§ Your instructions
Reproduce all of the data exactly, with no line skipped.

(Referring expression pointing data)
%%
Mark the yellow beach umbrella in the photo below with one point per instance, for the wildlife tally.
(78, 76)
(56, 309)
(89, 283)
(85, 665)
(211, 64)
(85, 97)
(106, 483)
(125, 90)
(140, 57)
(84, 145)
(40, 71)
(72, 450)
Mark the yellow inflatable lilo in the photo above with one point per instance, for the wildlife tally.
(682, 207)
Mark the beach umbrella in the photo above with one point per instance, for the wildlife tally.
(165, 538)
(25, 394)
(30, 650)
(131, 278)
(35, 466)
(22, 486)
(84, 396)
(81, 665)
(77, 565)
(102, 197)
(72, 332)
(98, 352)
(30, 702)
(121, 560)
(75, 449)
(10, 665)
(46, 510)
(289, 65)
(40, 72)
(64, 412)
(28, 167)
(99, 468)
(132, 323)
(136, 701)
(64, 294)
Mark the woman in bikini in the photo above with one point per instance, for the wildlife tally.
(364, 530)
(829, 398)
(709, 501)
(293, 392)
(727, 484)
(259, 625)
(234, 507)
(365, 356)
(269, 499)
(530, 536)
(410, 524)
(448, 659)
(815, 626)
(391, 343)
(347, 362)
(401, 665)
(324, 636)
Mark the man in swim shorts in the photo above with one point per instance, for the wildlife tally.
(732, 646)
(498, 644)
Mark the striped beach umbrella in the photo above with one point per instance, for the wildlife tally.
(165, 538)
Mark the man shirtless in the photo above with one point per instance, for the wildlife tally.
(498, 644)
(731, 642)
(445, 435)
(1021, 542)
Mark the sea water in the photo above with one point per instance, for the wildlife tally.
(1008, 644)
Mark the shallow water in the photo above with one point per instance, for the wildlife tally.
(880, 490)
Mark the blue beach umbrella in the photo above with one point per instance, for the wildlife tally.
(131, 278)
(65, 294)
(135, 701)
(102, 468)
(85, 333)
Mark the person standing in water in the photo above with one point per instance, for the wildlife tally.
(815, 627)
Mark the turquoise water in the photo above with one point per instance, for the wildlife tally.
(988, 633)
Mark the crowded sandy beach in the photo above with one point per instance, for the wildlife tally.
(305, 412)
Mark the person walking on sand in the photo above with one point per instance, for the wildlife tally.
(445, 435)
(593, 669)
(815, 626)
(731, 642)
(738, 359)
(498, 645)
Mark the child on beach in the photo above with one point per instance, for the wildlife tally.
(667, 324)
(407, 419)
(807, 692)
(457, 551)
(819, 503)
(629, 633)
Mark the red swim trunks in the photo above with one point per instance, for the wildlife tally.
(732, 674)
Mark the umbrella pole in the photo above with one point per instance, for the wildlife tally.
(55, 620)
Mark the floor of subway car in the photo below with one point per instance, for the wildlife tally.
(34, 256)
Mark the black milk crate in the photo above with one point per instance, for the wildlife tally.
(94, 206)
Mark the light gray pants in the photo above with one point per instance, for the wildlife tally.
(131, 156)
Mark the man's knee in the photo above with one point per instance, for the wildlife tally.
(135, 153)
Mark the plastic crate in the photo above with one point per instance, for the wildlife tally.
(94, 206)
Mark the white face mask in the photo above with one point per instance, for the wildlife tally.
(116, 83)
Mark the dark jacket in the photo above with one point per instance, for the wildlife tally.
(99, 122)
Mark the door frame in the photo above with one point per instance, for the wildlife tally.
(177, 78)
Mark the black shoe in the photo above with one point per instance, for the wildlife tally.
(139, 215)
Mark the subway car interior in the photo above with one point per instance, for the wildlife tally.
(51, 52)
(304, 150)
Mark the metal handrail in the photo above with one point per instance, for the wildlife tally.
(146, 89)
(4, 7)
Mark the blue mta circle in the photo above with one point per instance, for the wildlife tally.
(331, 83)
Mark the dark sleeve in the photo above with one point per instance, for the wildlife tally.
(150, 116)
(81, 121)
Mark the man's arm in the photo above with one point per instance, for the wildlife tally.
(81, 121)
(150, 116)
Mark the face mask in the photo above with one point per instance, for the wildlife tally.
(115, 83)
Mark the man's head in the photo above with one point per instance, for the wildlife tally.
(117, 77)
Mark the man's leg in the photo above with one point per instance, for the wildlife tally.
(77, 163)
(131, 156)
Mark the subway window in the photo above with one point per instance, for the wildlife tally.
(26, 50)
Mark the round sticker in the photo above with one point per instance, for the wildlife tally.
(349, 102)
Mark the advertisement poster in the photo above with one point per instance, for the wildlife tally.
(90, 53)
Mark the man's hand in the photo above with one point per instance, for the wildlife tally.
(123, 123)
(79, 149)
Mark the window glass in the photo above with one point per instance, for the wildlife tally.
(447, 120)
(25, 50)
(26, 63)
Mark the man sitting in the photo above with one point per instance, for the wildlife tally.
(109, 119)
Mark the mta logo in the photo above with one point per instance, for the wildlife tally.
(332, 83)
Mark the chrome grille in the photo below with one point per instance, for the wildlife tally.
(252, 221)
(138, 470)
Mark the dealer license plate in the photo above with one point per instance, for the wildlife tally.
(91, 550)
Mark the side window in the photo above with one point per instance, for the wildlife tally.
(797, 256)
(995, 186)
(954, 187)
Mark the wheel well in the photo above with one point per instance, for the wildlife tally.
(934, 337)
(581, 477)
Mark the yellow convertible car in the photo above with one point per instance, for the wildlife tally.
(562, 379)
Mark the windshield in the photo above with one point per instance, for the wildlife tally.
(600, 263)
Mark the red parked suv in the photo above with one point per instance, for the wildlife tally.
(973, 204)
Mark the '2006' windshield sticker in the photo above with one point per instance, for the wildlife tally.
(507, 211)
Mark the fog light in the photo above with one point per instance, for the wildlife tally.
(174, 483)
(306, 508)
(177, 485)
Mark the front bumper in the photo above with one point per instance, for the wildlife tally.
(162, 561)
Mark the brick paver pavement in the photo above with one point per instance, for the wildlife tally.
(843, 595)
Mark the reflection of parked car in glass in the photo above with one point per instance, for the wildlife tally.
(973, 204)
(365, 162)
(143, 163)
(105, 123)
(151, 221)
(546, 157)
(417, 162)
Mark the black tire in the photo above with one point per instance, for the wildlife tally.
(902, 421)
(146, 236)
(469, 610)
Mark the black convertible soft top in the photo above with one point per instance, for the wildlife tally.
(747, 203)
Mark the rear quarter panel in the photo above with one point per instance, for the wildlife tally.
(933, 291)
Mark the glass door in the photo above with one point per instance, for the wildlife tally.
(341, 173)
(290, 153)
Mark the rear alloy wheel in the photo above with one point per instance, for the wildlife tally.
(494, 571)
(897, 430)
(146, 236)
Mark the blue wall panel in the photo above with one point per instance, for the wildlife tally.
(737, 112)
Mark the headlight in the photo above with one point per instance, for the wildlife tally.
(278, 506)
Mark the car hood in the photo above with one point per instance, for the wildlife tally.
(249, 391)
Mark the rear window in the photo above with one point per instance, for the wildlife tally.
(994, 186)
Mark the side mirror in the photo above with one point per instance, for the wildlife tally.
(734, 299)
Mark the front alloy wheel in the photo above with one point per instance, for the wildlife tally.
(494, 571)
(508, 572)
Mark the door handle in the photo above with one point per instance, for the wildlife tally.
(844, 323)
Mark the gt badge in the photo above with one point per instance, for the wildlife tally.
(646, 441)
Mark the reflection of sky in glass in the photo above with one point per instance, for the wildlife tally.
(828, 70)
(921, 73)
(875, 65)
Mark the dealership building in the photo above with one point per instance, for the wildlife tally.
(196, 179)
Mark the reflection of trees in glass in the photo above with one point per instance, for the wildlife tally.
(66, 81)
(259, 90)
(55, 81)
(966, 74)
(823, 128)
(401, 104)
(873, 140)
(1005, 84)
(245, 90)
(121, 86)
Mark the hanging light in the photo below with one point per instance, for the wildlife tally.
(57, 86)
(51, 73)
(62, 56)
%%
§ Expected answer
Mark the yellow beach umbrella in the photo below with one point per instance, for the wildlife tally.
(78, 76)
(56, 309)
(89, 283)
(85, 665)
(211, 64)
(85, 97)
(106, 483)
(125, 90)
(140, 57)
(84, 145)
(40, 71)
(72, 450)
Mark the yellow inflatable lilo in the photo above with one point per instance, for the wildlife tally.
(682, 207)
Mark the beach umbrella in the photo above with one point per instance, for the wildlife tally.
(165, 538)
(25, 394)
(30, 650)
(131, 278)
(35, 466)
(22, 486)
(84, 396)
(81, 665)
(77, 565)
(102, 197)
(72, 332)
(98, 352)
(30, 702)
(121, 560)
(75, 449)
(10, 665)
(46, 510)
(289, 65)
(40, 72)
(64, 412)
(28, 167)
(99, 468)
(132, 323)
(136, 701)
(64, 294)
Mark the woman in bikini in the photo above with one point per instance, for the wildlife tally.
(364, 530)
(829, 398)
(709, 501)
(293, 392)
(727, 484)
(259, 625)
(234, 507)
(365, 356)
(269, 499)
(530, 536)
(410, 524)
(448, 659)
(815, 626)
(391, 343)
(347, 362)
(401, 665)
(324, 636)
Mark the man in swim shorts in the photo above with one point per instance, for the wildlife tally.
(732, 646)
(498, 644)
Mark the striped beach umbrella in the photo above with one point per instance, for the wildlife tally.
(165, 538)
Mark the man shirtless in the photo above with one point per instance, for the wildlife tally.
(498, 644)
(731, 642)
(445, 435)
(1021, 542)
Mark the sea water in the photo above with one point per instance, for the wildlife tally.
(1008, 644)
Mark the shallow water in the photo above with one point per instance, for the wildlife tally.
(880, 490)
Mark the blue beach umbrella in the photo above with one point per instance, for the wildlife tally.
(131, 278)
(65, 294)
(135, 701)
(102, 468)
(85, 333)
Mark the person standing in water in the photo above with one point per instance, for the wildlife tally.
(815, 627)
Mark the turquoise water in the photo above with one point per instance, for the wildlife tally.
(988, 633)
Mark the crowded sandy beach in the photo above with one point per instance, for the wildlife tally.
(305, 412)
Mark the person walking on sand in the photo above with one point per instance, for the wildlife tally.
(445, 435)
(593, 669)
(815, 626)
(731, 642)
(738, 359)
(498, 645)
Mark the child on beach in the photo above with one point per instance, for the wildlife tally.
(667, 324)
(407, 419)
(807, 692)
(457, 551)
(819, 503)
(629, 633)
Mark the red swim trunks in the photo above with one point per instance, for the wildlife tally.
(732, 674)
Mark the umbrella pole in the photo above with one point per instance, for the wildlife tally.
(55, 620)
Mark the floor of subway car in the photo below with one point per instance, for the wildlife tally.
(34, 256)
Mark the black milk crate in the photo above with one point per instance, for the wildlife tally.
(94, 206)
Mark the light gray pants in the photo above with one point per instance, for the wildlife tally.
(131, 156)
Mark the man's knee in the photo above with one point per instance, for the wildlife tally.
(135, 153)
Mark the plastic crate in the photo above with one point per instance, for the wildlife tally.
(94, 206)
Mark the white face mask in the photo above with one point per instance, for the wildlife tally.
(116, 83)
Mark the dark jacket in the photo above with one point per instance, for the wildlife tally.
(99, 122)
Mark the door frame in the photo above with one point per instance, for the wildlife tally.
(177, 78)
Mark the black shoe in the photo above with one point per instance, for the wildlife tally.
(139, 215)
Mark the subway car interior in the photo above with one point per instance, for the wildlife tally.
(51, 52)
(304, 150)
Mark the metal handrail in the photo above with one point per instance, for the wildlife tally.
(146, 89)
(4, 7)
Mark the blue mta circle in the photo above with one point per instance, for the wildlife tally.
(331, 83)
Mark the dark sleeve in the photo above with one point per instance, for the wildlife tally.
(150, 116)
(81, 121)
Mark the man's arm in the photo above with one point per instance, for the wildlife tally.
(81, 121)
(150, 116)
Mark the face mask in the photo above with one point per instance, for the wildlife tally.
(115, 83)
Mark the man's head in the photo above with one point per instance, for the wildlife tally.
(117, 77)
Mark the man's leg in the photo above with one point per instance, for the wildlife tally.
(77, 163)
(131, 156)
Mark the subway window in the photo above with one point per instance, for the wildlife tally.
(26, 50)
Mark the round sticker in the photo above with one point per instance, for the wildlife tally.
(349, 102)
Mark the advertisement poster in the photo above with one point per instance, for the wildlife tally.
(90, 53)
Mark the man's hand in the photo above with one point per instance, for the wildlife tally.
(123, 123)
(79, 149)
Mark the window glass in the photo above with one point per instance, for the wildlife tally.
(447, 120)
(25, 50)
(26, 63)
Mark the man sitting in the photo above with one point per instance, for the wildlife tally.
(109, 119)
Mark the mta logo in the photo above with one point per instance, for the wildlife tally.
(332, 83)
Mark the chrome grille in the photo below with one point per instance, for the wildlife tally.
(252, 221)
(138, 470)
Mark the dealer license plate in the photo above with one point per instance, for the wildlife tally.
(91, 550)
Mark the side window in the photo above with one point per instance, for the wildlife tally.
(797, 256)
(995, 186)
(954, 187)
Mark the wheel well in the photo above with one point per instance, for the wildlife tally.
(934, 337)
(581, 477)
Mark the yellow convertible car in the photo above with one point per instance, for the wildlife tally.
(562, 379)
Mark the windshield in the photo above with one point per instance, for the wildlife tally.
(600, 263)
Mark the red parked suv in the photo above with one point per instance, for the wildlife tally.
(973, 204)
Mark the '2006' windshield sticker in the photo above with one point per instance, for the wildlife tally.
(507, 211)
Mark the fog light in the photo above with one point per instance, for the wildlife tally.
(174, 483)
(306, 508)
(177, 485)
Mark the front bumper in the photo above with one point per instance, for the wildlife tally.
(162, 561)
Mark the brick paver pavement in the photo above with one point per instance, for the wildlife tally.
(843, 595)
Mark the reflection of parked car in glass in the photo above with one point per instance, for the wildlife tally.
(973, 204)
(365, 162)
(143, 163)
(105, 123)
(151, 221)
(546, 157)
(417, 162)
Mark the black tire in the photo above with one point per instance, for the wildlife tally.
(902, 421)
(146, 236)
(469, 610)
Mark the black convertible soft top in the photo above with one point per instance, for the wildlife tally.
(747, 203)
Mark the rear quarter panel in the photo above with one point per instance, for the wildlife tally.
(933, 291)
Mark the glass door in the photo above with one point per instance, for the wildlife tally.
(341, 173)
(290, 153)
Mark the rear alloy wheel in the photo above with one point per instance, for the wildlife tally.
(494, 571)
(897, 430)
(146, 236)
Mark the blue wall panel in the photo above with one point per instance, for the wildlife tally.
(737, 112)
Mark the headlight in the photo above with one point per instance, for the wildlife tally.
(278, 506)
Mark the car hood in the photo above with one point per instance, for the wildlife tally.
(249, 391)
Mark the rear window in the photo above with one point per instance, for the wildlife tally.
(994, 186)
Mark the side mirror in the photo above with one point per instance, for the wildlife tally.
(734, 299)
Mark the front alloy wheel in the photo above with one point per instance, for the wildlife tally.
(494, 571)
(508, 572)
Mark the door handle in the photo above with one point per instance, for the wildlife tally.
(844, 323)
Mark the gt badge in the photo above with one point per instance, for the wildlife tally.
(646, 441)
Mark the reflection of sky in glass in the photo above with one point per instance, for the wildlife tally.
(828, 70)
(921, 73)
(875, 65)
Mark the dealership building in the photo above with one point per instance, for the wildlife tally.
(196, 179)
Mark the reflection of trees in glass in the photo above with one point per instance, for the wildlife tally.
(66, 81)
(259, 90)
(55, 81)
(966, 74)
(823, 128)
(401, 104)
(873, 140)
(1005, 84)
(245, 90)
(121, 86)
Mark the hanging light in the photo below with one point per instance, for the wildlife tally.
(57, 86)
(51, 73)
(62, 56)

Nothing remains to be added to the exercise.